Format the lines of the records below as a numbered list, omitting any blank lines.
-- begin The data --
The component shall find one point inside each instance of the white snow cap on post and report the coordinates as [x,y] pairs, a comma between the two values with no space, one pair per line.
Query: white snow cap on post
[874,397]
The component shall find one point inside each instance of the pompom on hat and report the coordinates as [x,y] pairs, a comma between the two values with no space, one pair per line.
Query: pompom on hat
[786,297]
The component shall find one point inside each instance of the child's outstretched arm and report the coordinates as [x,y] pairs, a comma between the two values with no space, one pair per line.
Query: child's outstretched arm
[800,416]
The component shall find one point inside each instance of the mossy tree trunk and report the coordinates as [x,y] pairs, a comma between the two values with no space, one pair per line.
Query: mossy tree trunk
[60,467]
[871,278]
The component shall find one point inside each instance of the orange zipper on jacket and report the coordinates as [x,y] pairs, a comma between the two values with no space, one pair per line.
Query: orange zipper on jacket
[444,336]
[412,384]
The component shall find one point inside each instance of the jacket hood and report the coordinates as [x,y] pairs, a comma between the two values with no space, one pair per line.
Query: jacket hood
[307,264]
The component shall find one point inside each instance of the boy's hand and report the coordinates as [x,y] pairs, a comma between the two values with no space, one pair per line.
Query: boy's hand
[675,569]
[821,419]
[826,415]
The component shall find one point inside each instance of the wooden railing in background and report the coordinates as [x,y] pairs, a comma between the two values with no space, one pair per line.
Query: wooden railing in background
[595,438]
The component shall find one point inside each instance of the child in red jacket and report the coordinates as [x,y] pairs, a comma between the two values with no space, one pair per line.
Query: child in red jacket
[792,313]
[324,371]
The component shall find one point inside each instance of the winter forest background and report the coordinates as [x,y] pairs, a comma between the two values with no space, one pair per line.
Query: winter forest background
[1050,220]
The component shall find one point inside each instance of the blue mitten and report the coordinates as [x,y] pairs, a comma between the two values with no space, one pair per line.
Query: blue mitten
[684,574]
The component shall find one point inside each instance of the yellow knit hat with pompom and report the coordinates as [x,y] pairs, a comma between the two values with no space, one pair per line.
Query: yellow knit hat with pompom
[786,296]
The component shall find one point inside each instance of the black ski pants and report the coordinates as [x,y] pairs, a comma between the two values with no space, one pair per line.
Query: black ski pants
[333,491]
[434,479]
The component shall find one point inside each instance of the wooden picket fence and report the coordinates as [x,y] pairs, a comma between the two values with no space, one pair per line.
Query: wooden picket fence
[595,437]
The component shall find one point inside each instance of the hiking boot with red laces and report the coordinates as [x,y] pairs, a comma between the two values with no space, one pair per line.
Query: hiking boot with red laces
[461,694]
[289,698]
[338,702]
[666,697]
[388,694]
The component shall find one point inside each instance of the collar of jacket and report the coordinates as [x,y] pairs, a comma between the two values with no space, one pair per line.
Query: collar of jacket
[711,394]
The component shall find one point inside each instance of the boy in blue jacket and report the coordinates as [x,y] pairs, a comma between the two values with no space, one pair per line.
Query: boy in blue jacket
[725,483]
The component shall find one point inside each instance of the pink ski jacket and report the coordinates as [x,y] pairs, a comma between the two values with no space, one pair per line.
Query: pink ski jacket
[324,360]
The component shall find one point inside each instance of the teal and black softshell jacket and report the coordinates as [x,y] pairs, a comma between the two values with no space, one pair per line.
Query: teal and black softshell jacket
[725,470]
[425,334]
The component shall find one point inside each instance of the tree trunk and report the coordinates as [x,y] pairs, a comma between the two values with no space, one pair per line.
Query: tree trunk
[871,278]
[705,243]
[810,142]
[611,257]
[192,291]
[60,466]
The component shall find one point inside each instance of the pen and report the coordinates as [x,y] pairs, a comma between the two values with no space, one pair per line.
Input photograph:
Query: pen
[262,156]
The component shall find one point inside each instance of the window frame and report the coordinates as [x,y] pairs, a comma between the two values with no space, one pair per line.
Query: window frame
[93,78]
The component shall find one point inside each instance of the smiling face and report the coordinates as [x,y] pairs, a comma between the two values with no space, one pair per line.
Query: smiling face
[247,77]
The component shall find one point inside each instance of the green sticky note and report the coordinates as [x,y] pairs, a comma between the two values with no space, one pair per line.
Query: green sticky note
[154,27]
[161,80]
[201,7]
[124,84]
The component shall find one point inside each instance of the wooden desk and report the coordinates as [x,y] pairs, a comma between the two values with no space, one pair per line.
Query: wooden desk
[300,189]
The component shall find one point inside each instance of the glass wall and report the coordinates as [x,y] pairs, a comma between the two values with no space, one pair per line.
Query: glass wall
-- end The data --
Full output:
1. The component shall find one point inside each instance of the white snow cap on post and report the coordinates as [x,y] pairs, a comma between the two values with no space, one pair per line.
2. Query: white snow cap on post
3. [874,397]
4. The component shall find one point inside each instance of the pompom on hat and report the coordinates as [x,y] pairs, a comma between the two values with no space, one pair per line.
5. Query: pompom on hat
6. [786,297]
7. The component shall find one point inside each instance of the child's outstretched arm and report the coordinates as [x,y] pairs, a comma between the two values with no space, one pair per line.
8. Query: child's outstretched arm
9. [800,416]
10. The component shall find one point inside each instance of the mossy tree trunk and report the coordinates as [x,y] pairs, a comma between the two values with no space, one pair per line.
11. Query: mossy tree trunk
12. [60,467]
13. [871,278]
14. The component shall find one point inside each instance of the orange zipper on jacket and report the coordinates as [x,y] pairs, a comma between the two values with no space, one pair per line.
15. Query: orange zipper on jacket
16. [444,336]
17. [412,384]
18. The component shall find one point inside each instance of the jacket hood and report the coordinates as [x,y] pairs, a comma between the two values with no space, one pair per line.
19. Query: jacket hood
20. [307,264]
21. The component shall find one point inside each instance of the boy's hand and report the coordinates as [x,y] pairs, a comma between the two values with no space, one pair per line.
22. Query: boy's hand
23. [675,569]
24. [821,419]
25. [826,415]
26. The component shall find one point inside each instance of the wooden railing in background and report the coordinates as [x,y] pairs, a comma between the two values with no space, one pair per line.
27. Query: wooden railing in background
28. [595,438]
29. The component shall find one point inside each instance of the child in red jacket and report the coordinates as [x,y] pairs, a comma between the two values with no space, one pair per line.
30. Query: child in red jacket
31. [792,313]
32. [324,371]
33. The component shall find one point inside each instance of the winter forest background and report the coordinates as [x,y] pairs, a comma between the two values with no space, one pair per line.
34. Query: winter forest background
35. [1050,220]
36. The component shall find one point inside each instance of the blue mitten and report the coordinates as [x,y] pairs, a comma between the two values with no space, one pair per line.
37. Query: blue mitten
38. [684,574]
39. The component shall find one point inside each instance of the yellow knit hat with pompom and report the coordinates as [x,y] pairs, a comma between the two values with no space, one pair per line.
40. Query: yellow knit hat with pompom
41. [786,296]
42. The component shall find one point inside each instance of the black ski pants and report the coordinates as [x,y] pairs, a comma between the two values with no space, one pair per line.
43. Query: black ski pants
44. [333,491]
45. [434,479]
46. The component shall find one point inside each instance of the wooden picket fence and report the coordinates as [x,y] pairs, a comma between the two values with no space, one pair per line.
47. Query: wooden picket fence
48. [595,437]
49. The component shall find one point inside each instance of the hiking boot with red laces and report the coordinates as [x,y] pairs, a comma between the two values with no space, one pair per line.
50. Query: hiking boot with red laces
51. [461,694]
52. [289,698]
53. [338,702]
54. [666,697]
55. [388,694]
56. The component shall find one point inside each instance of the collar of jacket and report the coordinates as [x,y] pairs, a comma between the two values with no space, one pair per line.
57. Query: collar of jacket
58. [711,394]
59. The component shall find one point inside each instance of the boy in blue jacket and report the coordinates as [x,y] pairs, a comma between the two values with no space, one pair per line.
60. Query: boy in blue jacket
61. [725,483]
62. The component shall find one point inside each instance of the pink ski jacket and report the coordinates as [x,y] pairs, a comma between the two values with no space, one pair per line.
63. Query: pink ski jacket
64. [324,360]
65. The component shall find one point inside each instance of the teal and black softshell jacket and report the coordinates as [x,y] pairs, a comma between the two values with no space, one pair per line.
66. Query: teal and black softshell jacket
67. [725,470]
68. [425,334]
69. The component shall find one point inside each instance of the tree trunk and report the coordinates as [x,y] pairs, a comma between the two values with no space, one pair per line.
70. Query: tree trunk
71. [871,278]
72. [705,243]
73. [810,142]
74. [611,257]
75. [192,291]
76. [60,466]
77. The component shall find one point inside each instance of the pen and report the coordinates as [x,y] pairs, a comma between the two values with no space, one pair per line.
78. Input photograph:
79. Query: pen
80. [262,156]
81. The component shall find one point inside each instance of the window frame and report the coordinates as [x,y] pairs, a comma between the two values with no space, one pair per line.
82. Query: window frame
83. [93,78]
84. The component shall find one point inside each instance of the smiling face and report the coordinates as [x,y] pairs, a comma between the two values with no space, one pair per line.
85. Query: smiling face
86. [247,77]
87. The component shall find one point inside each instance of the green sticky note and report the coordinates as [x,y] pairs, a comma between the two values with no space, one pair per line.
88. Query: green sticky note
89. [154,27]
90. [161,80]
91. [201,7]
92. [124,84]
93. The component shall find one point inside each instance of the wooden desk and report the coordinates as [x,y] pairs, a comma between the two values with no space, one pair per line.
94. Query: wooden desk
95. [300,189]
96. The component shall find one point inside each instance of the glass wall and report the coordinates as [x,y] pairs, a comma between the two values with no space, one pair per line.
97. Query: glass wall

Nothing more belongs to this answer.